■ Objectif a
Lisez le passage fourni et répondez à ces questions :
(i) Sur quelle terrasse se déroule la soirée ?
(ii) Combien de temps s'écoule avant l'arrivée de Laura Palmer ?
(iii) Qui presse les convives de choisir leur repas ?

■ Passage fourni
Instant (trans) lucide

« If mankind had to choose between a universe that ignored him and one that noticed him to do him harm, it might well choose the second. Our own age need not begin congratulating itself on its freedom from superstition, till it defeats a more dangerous temptation to despair. » (E.M.W. Tillyard, « The Elizabethan World Picture », 1943)

Sur une terrasse des bords de la Croix-Rousse, un soir. Malaise palpable dés l’entrée: outre une chaleur excessive, nous ne sommes encore que trois — où donc se trouve la maîtresse de cérémonie, celle par & pour laquelle se trouve organisé cet étrange porte-à-faux en restaurant?

Mais enfin, trois quart d’heure ayant passé, notre Laura Palmer arrive & avec elle le principal de ses invités, suivis de près par deux éméchés qui se glissent dans les lieux, sourires gênés & mines de petites souris. On se trémousse plus qu’on ne s’installe: inconfort moral plutôt que physique, chacun se demande ce qu’il fait là. S’en souvenir: pour Laura Palmer, nous sommes là pour Laura Palmer. Dont le rire recèle déjà des fêlures audibles, des pointes hystériques, des gloussements forcés.

Les lieux: le luxe prétendument bon-enfant d’un prétendu bistrot. Anciens meubles à l’âge suspect, fruits argentés, boiseries confortables: l’art du paraître détendu & bourgeois. Juste une porte plus loin, une terrasse couverte abrite en vert & verre quelques convives dans un cadre qui m’eut paru plus en accord avec les pratiques New Age de notre hôtesse. Mais les ténèbres se pressent aux vitres & les feuillages cachent toute vue de la ville. Tandis qu’autour de nos tables en carré s’affère soudain une nuée de serveurs comme un vol de moineaux, furtifs & presque trop rapides pour que l’oeil les saisissent. Non moins efficace, le chef de rang, cassant sous sa rondeur, nous presse de choisir. Langue de bois hôtelière: quelle pitance se cache donc sous ces « brouillade », « mousse » & autres ronds de jambe stylistiques? Las: mes plaisanteries quant à une nourriture pour vieillards sans dentier ne seront que prémonitoires.

■ Enregistrements
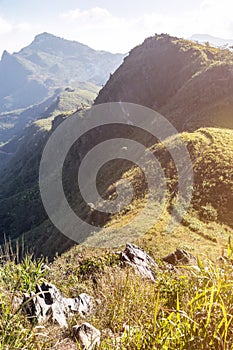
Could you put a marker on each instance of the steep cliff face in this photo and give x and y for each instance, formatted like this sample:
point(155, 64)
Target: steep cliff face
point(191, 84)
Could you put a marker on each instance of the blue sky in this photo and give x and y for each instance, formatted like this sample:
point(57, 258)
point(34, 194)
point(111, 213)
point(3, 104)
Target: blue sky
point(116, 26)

...

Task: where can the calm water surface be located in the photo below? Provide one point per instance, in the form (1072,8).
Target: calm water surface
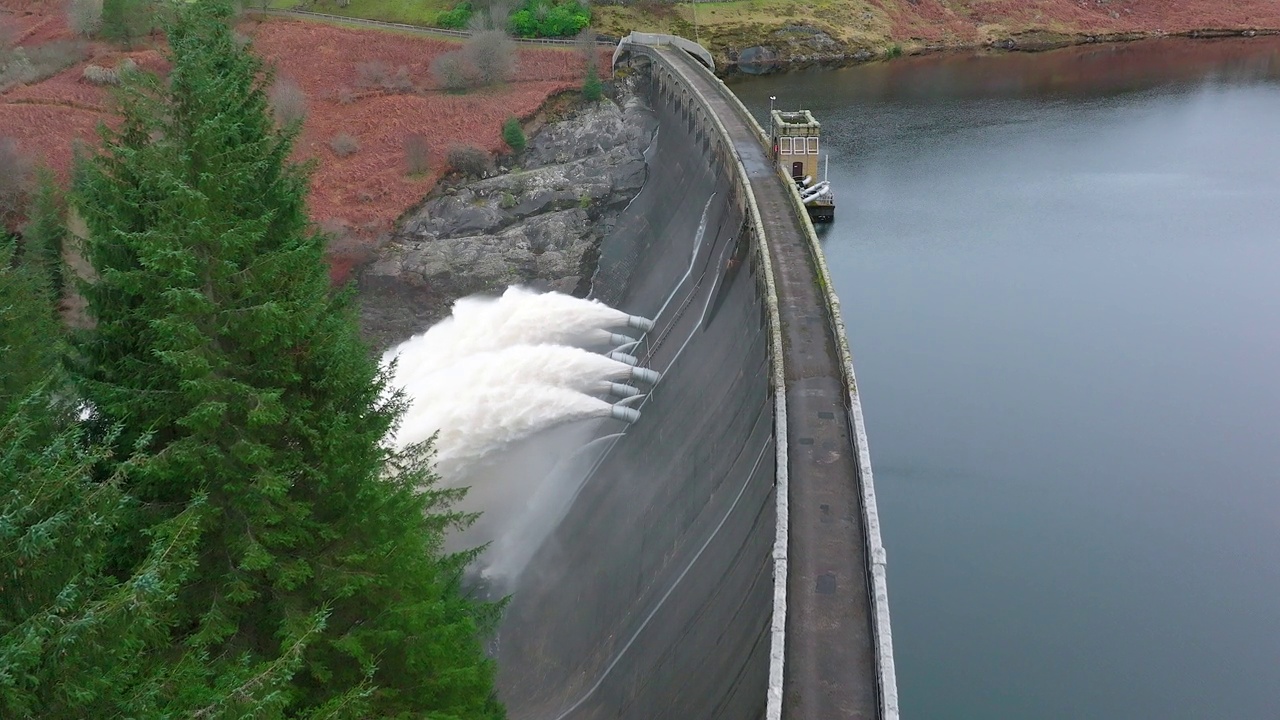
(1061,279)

--

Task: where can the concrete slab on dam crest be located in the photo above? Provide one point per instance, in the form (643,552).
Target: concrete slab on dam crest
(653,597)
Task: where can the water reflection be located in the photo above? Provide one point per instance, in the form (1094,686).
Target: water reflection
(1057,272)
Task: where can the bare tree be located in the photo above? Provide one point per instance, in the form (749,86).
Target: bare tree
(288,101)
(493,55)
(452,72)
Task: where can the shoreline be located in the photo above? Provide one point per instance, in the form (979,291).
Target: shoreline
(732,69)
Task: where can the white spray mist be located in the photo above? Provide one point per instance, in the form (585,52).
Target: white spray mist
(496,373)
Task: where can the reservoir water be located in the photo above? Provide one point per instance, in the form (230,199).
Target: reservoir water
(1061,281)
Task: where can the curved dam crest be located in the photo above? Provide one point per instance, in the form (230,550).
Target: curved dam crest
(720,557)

■ Objectif b
Recopiez mot pour mot les lignes des enregistrements allant de la ligne qui contient « Could you put a marker on each instance of the steep » jusqu'à la ligne qui contient « point(116, 26) », ces deux lignes comprises.

■ Réponse attendue a
(i) Sur une terrasse des bords de la Croix-Rousse.
(ii) Trois quart d'heure.
(iii) Le chef de rang.

■ Réponse attendue b
Could you put a marker on each instance of the steep cliff face in this photo and give x and y for each instance, formatted like this sample:
point(155, 64)
Target: steep cliff face
point(191, 84)
Could you put a marker on each instance of the blue sky in this photo and give x and y for each instance, formatted like this sample:
point(57, 258)
point(34, 194)
point(111, 213)
point(3, 104)
Target: blue sky
point(116, 26)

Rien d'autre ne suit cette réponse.